_YOUR GOAL_: Pick out every line of the data that contains the string "pink", matching its case.

_EXCERPTED RECORDS_:
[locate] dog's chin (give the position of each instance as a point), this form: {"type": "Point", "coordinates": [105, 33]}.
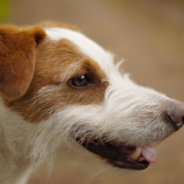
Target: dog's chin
{"type": "Point", "coordinates": [117, 155]}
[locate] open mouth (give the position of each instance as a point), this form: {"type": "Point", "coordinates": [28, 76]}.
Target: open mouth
{"type": "Point", "coordinates": [129, 157]}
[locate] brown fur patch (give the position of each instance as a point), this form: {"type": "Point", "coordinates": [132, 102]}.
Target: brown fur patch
{"type": "Point", "coordinates": [17, 59]}
{"type": "Point", "coordinates": [50, 24]}
{"type": "Point", "coordinates": [50, 90]}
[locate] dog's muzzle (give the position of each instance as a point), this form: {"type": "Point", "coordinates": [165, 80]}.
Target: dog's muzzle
{"type": "Point", "coordinates": [121, 155]}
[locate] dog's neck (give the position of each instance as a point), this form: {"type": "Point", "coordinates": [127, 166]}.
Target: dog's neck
{"type": "Point", "coordinates": [13, 167]}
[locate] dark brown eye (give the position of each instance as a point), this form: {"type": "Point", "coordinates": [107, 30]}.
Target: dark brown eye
{"type": "Point", "coordinates": [80, 81]}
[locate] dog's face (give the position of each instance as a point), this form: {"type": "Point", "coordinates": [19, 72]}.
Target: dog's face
{"type": "Point", "coordinates": [66, 87]}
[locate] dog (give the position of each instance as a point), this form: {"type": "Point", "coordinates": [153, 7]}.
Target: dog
{"type": "Point", "coordinates": [59, 90]}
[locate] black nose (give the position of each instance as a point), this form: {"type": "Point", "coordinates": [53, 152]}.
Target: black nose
{"type": "Point", "coordinates": [175, 112]}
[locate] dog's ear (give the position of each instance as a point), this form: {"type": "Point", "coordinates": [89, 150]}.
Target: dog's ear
{"type": "Point", "coordinates": [17, 59]}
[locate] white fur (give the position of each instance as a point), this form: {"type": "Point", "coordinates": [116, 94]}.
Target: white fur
{"type": "Point", "coordinates": [129, 113]}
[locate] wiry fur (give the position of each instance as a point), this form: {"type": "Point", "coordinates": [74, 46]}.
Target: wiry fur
{"type": "Point", "coordinates": [127, 113]}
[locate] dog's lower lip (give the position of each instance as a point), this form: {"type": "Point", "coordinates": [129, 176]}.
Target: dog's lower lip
{"type": "Point", "coordinates": [115, 154]}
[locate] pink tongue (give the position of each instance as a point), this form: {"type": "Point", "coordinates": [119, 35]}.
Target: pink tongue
{"type": "Point", "coordinates": [149, 153]}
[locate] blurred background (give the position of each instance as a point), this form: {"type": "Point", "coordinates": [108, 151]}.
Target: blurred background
{"type": "Point", "coordinates": [149, 34]}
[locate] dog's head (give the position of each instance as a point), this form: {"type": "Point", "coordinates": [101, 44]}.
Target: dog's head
{"type": "Point", "coordinates": [65, 85]}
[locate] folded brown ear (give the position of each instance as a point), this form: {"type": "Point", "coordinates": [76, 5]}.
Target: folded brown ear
{"type": "Point", "coordinates": [17, 59]}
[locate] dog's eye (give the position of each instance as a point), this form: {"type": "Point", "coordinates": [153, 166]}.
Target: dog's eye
{"type": "Point", "coordinates": [80, 81]}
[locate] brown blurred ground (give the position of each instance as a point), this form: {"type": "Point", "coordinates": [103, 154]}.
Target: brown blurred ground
{"type": "Point", "coordinates": [150, 35]}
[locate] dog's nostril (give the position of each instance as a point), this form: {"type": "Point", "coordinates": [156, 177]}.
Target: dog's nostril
{"type": "Point", "coordinates": [176, 114]}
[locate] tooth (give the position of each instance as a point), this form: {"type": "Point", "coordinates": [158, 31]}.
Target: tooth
{"type": "Point", "coordinates": [135, 155]}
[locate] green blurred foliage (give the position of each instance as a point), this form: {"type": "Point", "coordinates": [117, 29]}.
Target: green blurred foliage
{"type": "Point", "coordinates": [4, 4]}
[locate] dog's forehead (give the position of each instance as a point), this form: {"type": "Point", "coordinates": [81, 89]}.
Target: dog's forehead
{"type": "Point", "coordinates": [84, 44]}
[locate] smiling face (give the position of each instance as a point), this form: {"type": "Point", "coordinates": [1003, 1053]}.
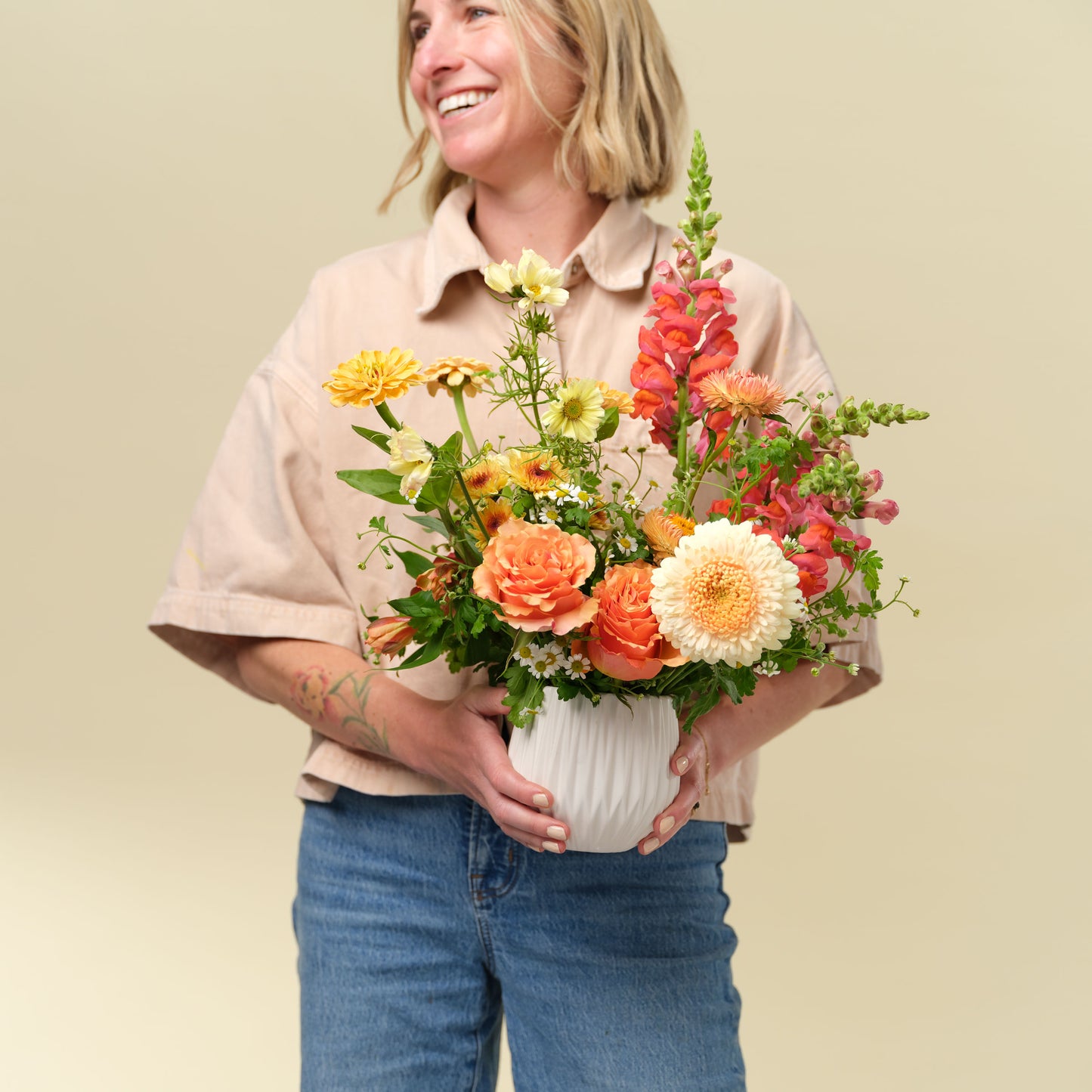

_ANSWER TO THE EXERCISE_:
[locate] pink tongue (give the position of each instance as a point), this form: {"type": "Point", "coordinates": [119, 35]}.
Target: pink tongue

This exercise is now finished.